▶ _Exercise task 1_
Rewrite the entries from their first line up to and including the line with "(1011, 664)", replacing "pointer" with "cursor" each time it appears and keeping everything else the same.

▶ _Text section_
===

HTML5 Canvas Game: 2D Collision Detection

Enemies being shot out of space with lasers.

In the fourth tutorial of the Galaxian Style HTML5 game series, we’ll be learning about handling collision detection in 2D space and making the bullets hit and destroy ships.

Difficulty: Medium
Languages: HTML5, JavaScript
Code: https://github.com/straker/galaxian-canvas-game/tree/master/part4

We’ll begin by seeing the final result of this tutorial. Make sure you click inside the game if the controls aren’t working.
Controls: Move – Arrow keys (←↑↓→)
Shoot – Spacebar

Hitting enemies now results in the enemy disappearing. For the purposes of this demonstration, your ship will not disappear when you get hit by an enemy bullet.

To start out this tutorial, we’ll talk about how to handle 2D collision detection. There are many algorithms for detecting when two objects are touching in 2D space. For our simple game, we don’t have to implement a complex detection algorithm since video games just have to estimate it reasonably well. Thus, we’ll be using a bounding box test for our collision detection.

if (object1.x < object2.x + object2.width  && object1.x + object1.width  > object2.x &&
object1.y < object2.y + object2.height && object1.y + object1.height > object2.y) {
// The objects are touching
}

A bounding box collision detection algorithm takes two objects and checks to see if the bounds of the first object are within the bounds of the second object. It requires four checks, one for each edge of the bounding box.

To implement collision detection we could just put this algorithm in a loop and check each object against every other object. However, think about how many objects are present in our game. At any one time there could be 18 enemies, one player ship, up to 30 player bullets, and up to 50 enemy bullets. That’s almost 100 objects that could be on the screen at once.

===

▶ _Data for the task_
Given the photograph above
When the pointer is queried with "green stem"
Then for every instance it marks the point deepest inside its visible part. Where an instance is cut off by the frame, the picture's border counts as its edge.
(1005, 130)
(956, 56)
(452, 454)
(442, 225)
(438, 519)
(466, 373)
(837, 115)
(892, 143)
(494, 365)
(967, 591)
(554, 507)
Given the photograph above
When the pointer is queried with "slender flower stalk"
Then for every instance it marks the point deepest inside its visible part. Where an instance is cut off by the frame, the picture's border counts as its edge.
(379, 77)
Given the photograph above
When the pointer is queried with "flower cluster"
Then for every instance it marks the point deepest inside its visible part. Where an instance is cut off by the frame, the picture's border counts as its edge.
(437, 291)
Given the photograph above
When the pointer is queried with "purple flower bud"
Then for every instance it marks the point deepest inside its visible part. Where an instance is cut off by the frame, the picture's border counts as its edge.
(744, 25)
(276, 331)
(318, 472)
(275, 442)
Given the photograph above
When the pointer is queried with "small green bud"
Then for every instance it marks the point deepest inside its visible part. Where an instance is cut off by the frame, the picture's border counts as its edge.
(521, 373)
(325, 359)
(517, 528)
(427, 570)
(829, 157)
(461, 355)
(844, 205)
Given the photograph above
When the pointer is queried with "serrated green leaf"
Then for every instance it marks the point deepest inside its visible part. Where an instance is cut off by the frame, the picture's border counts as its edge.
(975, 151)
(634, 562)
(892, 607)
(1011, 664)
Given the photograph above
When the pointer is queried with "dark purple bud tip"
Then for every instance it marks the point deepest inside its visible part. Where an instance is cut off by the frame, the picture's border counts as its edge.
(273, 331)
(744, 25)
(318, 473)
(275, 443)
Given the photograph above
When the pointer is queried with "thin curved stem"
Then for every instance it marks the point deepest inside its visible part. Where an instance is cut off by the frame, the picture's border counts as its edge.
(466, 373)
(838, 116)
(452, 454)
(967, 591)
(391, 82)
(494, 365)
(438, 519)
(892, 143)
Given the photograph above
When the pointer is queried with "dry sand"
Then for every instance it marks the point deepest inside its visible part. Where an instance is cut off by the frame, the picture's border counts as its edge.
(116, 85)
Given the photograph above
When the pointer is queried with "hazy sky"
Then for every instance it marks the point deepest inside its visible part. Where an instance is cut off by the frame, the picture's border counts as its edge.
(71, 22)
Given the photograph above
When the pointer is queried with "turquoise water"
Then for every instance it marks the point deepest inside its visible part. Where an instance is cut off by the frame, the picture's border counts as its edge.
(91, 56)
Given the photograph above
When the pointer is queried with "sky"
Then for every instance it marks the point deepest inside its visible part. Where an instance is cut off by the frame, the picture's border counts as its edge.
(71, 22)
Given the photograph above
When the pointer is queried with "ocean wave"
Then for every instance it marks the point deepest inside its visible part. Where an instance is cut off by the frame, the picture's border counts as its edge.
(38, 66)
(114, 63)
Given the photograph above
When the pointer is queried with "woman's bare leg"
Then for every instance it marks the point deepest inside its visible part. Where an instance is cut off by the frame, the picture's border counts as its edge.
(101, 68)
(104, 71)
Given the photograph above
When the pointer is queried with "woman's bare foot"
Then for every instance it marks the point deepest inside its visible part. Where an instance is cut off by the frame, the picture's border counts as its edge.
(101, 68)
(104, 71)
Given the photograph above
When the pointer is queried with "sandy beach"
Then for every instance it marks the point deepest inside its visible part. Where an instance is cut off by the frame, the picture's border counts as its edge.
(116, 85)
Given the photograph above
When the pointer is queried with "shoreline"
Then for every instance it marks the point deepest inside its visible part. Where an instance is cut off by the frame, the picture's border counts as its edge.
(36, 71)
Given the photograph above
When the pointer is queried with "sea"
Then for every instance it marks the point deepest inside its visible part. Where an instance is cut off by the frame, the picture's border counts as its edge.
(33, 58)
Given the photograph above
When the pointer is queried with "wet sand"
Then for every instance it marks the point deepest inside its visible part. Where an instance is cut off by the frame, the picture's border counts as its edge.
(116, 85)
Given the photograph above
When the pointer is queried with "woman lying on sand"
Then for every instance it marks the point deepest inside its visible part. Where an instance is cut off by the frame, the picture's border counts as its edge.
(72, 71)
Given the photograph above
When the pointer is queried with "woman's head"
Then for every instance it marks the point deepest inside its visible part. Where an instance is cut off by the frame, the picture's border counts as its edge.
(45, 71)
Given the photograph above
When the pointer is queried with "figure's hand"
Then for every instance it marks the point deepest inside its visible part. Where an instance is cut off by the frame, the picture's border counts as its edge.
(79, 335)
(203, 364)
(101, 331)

===

▶ _Exercise task 2_
In the collision detection tutorial, what is the largest number of enemy bullets that can be in the game at once?

▶ _Exercise solution 1_
Given the photograph above
When the cursor is queried with "green stem"
Then for every instance it marks the point deepest inside its visible part. Where an instance is cut off by the frame, the picture's border counts as its edge.
(1005, 130)
(956, 56)
(452, 454)
(442, 225)
(438, 519)
(466, 373)
(837, 115)
(892, 143)
(494, 365)
(967, 591)
(554, 507)
Given the photograph above
When the cursor is queried with "slender flower stalk"
Then for every instance it marks the point deepest inside its visible part. Where an instance is cut off by the frame, the picture's border counts as its edge.
(379, 77)
Given the photograph above
When the cursor is queried with "flower cluster"
Then for every instance it marks the point deepest inside its visible part. Where an instance is cut off by the frame, the picture's border counts as its edge.
(437, 291)
Given the photograph above
When the cursor is queried with "purple flower bud"
Then for every instance it marks the point deepest inside its visible part. Where an instance is cut off by the frame, the picture's border counts as its edge.
(744, 25)
(276, 331)
(318, 472)
(275, 442)
Given the photograph above
When the cursor is queried with "small green bud"
Then for every instance it marks the point deepest inside its visible part. Where an instance is cut off by the frame, the picture's border counts as its edge.
(521, 373)
(325, 359)
(517, 528)
(427, 570)
(829, 157)
(461, 355)
(844, 205)
Given the photograph above
When the cursor is queried with "serrated green leaf"
Then for every instance it marks the point deepest inside its visible part. Where an instance is cut off by the frame, the picture's border counts as its edge.
(975, 151)
(634, 562)
(892, 607)
(1011, 664)

▶ _Exercise solution 2_
Up to 50 enemy bullets.